### Assigned task
Transcribe the records word for word, beginning with the first line and ending with the line that contains "The component shall identify every instance of the dense"; include nothing else.

[Data entries]
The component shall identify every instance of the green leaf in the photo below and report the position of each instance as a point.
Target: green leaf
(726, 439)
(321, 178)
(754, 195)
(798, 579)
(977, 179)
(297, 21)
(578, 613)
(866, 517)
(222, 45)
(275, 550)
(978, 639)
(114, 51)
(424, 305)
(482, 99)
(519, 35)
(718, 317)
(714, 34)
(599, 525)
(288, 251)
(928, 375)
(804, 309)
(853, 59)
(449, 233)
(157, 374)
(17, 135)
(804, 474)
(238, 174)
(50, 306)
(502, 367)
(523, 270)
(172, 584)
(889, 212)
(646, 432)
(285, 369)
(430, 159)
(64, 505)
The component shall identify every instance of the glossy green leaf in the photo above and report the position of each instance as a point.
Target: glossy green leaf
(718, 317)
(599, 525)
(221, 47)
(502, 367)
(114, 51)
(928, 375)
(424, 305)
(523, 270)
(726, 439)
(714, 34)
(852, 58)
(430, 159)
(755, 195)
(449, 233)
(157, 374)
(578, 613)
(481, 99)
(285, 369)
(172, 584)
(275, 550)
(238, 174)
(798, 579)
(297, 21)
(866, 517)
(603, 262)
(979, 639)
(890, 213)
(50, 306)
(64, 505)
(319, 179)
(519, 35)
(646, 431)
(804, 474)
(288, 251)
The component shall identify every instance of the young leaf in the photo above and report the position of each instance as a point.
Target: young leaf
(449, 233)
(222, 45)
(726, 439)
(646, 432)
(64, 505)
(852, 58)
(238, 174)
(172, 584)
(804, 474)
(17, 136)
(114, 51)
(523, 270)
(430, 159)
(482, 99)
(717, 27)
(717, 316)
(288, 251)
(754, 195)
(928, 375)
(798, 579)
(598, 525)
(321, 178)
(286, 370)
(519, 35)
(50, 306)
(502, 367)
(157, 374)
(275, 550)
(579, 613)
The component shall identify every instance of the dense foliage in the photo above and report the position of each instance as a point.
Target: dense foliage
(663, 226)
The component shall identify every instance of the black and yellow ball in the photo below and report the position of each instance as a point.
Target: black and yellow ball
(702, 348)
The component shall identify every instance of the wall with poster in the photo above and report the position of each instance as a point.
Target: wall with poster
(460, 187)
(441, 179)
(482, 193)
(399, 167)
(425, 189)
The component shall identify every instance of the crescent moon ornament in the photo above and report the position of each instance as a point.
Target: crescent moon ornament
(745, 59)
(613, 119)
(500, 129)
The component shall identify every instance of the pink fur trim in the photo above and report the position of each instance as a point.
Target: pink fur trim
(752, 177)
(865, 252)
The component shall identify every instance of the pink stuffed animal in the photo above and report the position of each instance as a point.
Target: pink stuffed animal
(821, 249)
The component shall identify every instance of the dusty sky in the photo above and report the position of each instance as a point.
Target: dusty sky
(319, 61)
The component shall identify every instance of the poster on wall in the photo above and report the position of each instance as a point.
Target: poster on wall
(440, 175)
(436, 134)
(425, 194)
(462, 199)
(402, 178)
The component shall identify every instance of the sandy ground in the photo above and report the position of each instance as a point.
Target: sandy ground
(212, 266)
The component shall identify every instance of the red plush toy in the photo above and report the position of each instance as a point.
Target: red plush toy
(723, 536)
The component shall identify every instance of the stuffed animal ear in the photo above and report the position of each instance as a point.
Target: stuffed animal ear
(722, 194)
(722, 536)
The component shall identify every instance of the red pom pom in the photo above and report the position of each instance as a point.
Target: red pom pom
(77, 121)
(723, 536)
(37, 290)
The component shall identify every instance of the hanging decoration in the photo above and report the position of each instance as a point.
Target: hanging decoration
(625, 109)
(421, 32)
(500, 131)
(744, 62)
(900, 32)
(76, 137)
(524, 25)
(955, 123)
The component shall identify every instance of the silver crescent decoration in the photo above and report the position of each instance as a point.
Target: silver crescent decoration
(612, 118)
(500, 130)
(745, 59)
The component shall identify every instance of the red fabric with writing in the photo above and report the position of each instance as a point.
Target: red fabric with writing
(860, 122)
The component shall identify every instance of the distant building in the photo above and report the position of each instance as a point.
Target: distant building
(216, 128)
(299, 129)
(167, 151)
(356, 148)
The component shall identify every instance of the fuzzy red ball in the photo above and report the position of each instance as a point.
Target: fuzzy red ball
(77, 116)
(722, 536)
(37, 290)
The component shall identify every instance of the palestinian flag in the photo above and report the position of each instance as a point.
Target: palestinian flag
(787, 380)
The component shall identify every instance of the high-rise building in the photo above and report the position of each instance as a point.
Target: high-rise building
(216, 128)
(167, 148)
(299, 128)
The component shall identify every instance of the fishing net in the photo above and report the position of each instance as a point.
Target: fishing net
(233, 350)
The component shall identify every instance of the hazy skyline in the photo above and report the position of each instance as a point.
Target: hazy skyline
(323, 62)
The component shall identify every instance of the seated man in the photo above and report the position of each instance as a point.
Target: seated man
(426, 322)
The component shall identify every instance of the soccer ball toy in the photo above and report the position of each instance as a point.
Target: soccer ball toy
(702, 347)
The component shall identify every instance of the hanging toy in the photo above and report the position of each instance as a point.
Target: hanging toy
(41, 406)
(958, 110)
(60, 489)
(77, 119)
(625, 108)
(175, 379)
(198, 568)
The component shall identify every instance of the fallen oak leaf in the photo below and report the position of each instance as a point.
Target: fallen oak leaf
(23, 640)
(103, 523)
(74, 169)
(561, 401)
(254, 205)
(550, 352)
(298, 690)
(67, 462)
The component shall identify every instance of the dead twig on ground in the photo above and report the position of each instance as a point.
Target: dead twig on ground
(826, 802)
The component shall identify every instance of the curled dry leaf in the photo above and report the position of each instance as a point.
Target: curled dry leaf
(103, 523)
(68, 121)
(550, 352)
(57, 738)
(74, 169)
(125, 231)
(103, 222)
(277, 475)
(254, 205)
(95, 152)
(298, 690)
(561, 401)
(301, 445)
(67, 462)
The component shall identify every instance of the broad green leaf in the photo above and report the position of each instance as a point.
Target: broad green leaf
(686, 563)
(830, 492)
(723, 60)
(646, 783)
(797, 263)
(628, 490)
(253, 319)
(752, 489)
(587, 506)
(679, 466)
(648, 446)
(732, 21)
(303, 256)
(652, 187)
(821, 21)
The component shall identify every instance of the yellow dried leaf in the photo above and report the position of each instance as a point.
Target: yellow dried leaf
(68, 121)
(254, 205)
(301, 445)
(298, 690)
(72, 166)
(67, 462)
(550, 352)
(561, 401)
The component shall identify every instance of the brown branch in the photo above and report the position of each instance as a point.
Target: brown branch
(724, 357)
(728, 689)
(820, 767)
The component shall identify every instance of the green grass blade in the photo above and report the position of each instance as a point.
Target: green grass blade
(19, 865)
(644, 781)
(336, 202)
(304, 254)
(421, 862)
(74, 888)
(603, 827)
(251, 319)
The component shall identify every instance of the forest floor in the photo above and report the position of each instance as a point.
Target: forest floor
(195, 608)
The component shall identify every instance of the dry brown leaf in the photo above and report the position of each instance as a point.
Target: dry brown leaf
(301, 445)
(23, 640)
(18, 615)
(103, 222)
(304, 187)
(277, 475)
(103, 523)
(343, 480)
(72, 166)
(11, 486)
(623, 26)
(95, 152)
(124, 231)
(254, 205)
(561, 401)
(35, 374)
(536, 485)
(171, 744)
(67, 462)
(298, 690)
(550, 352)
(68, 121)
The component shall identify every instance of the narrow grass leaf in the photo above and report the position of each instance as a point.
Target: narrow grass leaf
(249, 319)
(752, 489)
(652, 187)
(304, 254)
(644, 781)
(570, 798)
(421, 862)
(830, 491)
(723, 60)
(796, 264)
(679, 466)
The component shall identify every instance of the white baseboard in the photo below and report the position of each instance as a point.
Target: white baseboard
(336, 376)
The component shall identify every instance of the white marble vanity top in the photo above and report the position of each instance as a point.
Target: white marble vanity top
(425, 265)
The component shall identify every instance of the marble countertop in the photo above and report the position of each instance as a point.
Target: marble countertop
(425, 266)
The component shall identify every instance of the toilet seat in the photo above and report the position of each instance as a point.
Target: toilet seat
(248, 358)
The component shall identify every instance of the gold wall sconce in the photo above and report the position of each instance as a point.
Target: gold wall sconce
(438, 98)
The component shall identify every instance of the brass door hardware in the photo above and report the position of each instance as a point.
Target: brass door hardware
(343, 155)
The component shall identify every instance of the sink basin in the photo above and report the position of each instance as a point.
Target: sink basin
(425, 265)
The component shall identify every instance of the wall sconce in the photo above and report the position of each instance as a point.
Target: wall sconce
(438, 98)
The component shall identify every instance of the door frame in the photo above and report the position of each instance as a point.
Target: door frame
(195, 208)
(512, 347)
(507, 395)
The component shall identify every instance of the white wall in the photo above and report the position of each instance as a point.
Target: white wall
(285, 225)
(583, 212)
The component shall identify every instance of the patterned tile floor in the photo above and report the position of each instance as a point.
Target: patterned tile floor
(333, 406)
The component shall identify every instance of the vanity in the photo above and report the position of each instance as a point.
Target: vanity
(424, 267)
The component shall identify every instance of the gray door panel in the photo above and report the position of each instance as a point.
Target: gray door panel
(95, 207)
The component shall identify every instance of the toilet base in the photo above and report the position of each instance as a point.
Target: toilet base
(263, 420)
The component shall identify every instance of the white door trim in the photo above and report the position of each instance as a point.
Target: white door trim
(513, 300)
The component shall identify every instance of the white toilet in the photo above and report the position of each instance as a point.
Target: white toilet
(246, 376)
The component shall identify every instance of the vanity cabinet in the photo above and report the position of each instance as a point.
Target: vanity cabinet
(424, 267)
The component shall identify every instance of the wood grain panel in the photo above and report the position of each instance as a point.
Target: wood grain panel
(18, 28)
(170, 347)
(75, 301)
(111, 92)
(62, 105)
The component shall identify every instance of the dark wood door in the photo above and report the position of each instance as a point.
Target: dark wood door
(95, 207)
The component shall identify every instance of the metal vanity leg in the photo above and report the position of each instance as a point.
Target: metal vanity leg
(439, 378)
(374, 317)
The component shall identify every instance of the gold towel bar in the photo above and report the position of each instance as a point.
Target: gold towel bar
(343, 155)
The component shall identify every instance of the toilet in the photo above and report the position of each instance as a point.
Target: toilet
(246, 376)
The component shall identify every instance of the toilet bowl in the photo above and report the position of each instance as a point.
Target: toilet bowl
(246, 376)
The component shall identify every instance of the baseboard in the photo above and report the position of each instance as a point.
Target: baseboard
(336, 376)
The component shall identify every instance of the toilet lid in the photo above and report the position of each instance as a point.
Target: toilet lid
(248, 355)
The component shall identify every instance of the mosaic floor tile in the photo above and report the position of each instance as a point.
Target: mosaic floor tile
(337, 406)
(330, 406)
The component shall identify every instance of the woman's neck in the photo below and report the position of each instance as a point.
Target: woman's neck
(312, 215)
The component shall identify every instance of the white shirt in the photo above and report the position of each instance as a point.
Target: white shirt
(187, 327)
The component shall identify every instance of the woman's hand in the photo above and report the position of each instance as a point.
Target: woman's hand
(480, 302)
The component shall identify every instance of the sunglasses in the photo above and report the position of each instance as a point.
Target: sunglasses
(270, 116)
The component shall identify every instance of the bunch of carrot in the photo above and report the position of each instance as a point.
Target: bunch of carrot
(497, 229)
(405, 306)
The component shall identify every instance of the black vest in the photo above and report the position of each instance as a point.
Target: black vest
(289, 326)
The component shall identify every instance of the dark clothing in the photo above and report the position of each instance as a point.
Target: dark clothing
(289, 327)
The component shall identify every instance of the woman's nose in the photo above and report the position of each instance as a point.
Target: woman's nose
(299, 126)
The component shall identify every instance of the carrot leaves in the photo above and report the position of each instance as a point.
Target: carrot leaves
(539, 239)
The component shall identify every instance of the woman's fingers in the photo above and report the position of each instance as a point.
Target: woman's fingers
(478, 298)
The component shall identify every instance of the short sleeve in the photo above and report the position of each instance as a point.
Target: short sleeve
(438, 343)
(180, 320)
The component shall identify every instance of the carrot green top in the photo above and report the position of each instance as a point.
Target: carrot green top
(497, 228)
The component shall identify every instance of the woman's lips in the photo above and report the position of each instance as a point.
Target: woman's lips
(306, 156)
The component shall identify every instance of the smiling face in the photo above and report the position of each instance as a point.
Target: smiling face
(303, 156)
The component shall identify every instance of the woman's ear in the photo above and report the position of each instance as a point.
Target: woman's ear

### Reply to the task
The component shall identify every instance of the green leaf in the photo below and report the position of each instance as a point.
Target: green leaf
(726, 439)
(321, 178)
(754, 195)
(798, 579)
(977, 179)
(297, 21)
(578, 613)
(866, 517)
(222, 45)
(275, 550)
(978, 639)
(114, 51)
(424, 305)
(482, 99)
(519, 35)
(718, 317)
(714, 34)
(599, 525)
(288, 251)
(928, 375)
(804, 309)
(853, 59)
(449, 233)
(157, 374)
(17, 135)
(804, 474)
(238, 174)
(50, 306)
(502, 367)
(523, 270)
(172, 584)
(889, 212)
(646, 432)
(285, 369)
(430, 159)
(64, 505)
The component shall identify every instance of the glossy green leaf in the photo above and report the position of each instance as a point.
Target: glossy green leaf
(718, 317)
(599, 525)
(221, 47)
(502, 367)
(114, 51)
(928, 375)
(424, 305)
(523, 270)
(726, 439)
(714, 34)
(852, 58)
(430, 159)
(755, 195)
(449, 233)
(157, 374)
(578, 613)
(481, 99)
(285, 369)
(172, 584)
(275, 550)
(238, 174)
(798, 579)
(297, 21)
(866, 517)
(603, 262)
(979, 639)
(890, 213)
(50, 306)
(64, 505)
(319, 179)
(519, 35)
(646, 431)
(804, 474)
(288, 251)
The component shall identify every instance of the young leaf in the photo above and report the position of each instance as a point.
Target: young leaf
(449, 233)
(222, 45)
(726, 439)
(646, 432)
(64, 505)
(852, 58)
(238, 174)
(172, 584)
(804, 474)
(17, 136)
(114, 51)
(523, 270)
(430, 159)
(482, 99)
(717, 27)
(717, 316)
(288, 251)
(754, 195)
(928, 375)
(798, 579)
(598, 525)
(321, 178)
(286, 370)
(519, 35)
(50, 306)
(502, 367)
(157, 374)
(275, 550)
(579, 613)
The component shall identify every instance of the dense foliage in the photo above and report the position of each instance as a point.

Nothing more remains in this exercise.